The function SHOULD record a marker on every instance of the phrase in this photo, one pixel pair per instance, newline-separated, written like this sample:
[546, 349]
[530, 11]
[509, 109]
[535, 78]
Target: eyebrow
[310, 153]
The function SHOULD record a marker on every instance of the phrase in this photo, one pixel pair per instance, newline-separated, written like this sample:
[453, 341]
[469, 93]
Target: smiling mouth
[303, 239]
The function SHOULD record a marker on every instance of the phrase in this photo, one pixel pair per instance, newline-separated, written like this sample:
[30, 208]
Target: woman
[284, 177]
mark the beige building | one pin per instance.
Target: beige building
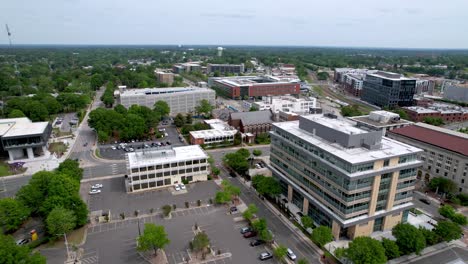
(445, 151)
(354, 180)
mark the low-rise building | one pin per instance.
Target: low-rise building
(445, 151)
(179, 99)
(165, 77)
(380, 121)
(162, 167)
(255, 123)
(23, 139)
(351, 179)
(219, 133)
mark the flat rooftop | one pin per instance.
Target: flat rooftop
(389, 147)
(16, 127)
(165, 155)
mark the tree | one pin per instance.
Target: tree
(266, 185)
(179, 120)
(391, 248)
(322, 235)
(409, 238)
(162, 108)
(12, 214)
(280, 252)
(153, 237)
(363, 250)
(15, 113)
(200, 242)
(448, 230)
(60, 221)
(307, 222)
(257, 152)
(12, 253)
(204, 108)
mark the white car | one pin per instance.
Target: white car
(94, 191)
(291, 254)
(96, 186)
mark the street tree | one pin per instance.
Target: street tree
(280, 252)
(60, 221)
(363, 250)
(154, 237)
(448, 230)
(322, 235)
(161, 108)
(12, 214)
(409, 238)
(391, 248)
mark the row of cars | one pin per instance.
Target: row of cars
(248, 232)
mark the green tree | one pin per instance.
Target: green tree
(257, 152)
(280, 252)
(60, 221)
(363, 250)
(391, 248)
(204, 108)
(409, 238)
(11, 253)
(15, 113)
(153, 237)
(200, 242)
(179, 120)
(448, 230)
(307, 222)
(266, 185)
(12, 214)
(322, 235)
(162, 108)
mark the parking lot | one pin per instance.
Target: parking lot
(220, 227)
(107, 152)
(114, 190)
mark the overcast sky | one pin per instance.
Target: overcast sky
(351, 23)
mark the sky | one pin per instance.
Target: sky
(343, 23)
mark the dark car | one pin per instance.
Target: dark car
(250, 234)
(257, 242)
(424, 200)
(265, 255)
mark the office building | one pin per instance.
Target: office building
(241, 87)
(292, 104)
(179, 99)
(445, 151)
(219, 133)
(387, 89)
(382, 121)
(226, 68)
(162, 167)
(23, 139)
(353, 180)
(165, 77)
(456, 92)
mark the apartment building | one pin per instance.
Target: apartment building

**Your task**
Filter the entries above and return only the lines holding "apartment".

**Result of the exercise**
mark the apartment building | one pin per instance.
Target: apartment building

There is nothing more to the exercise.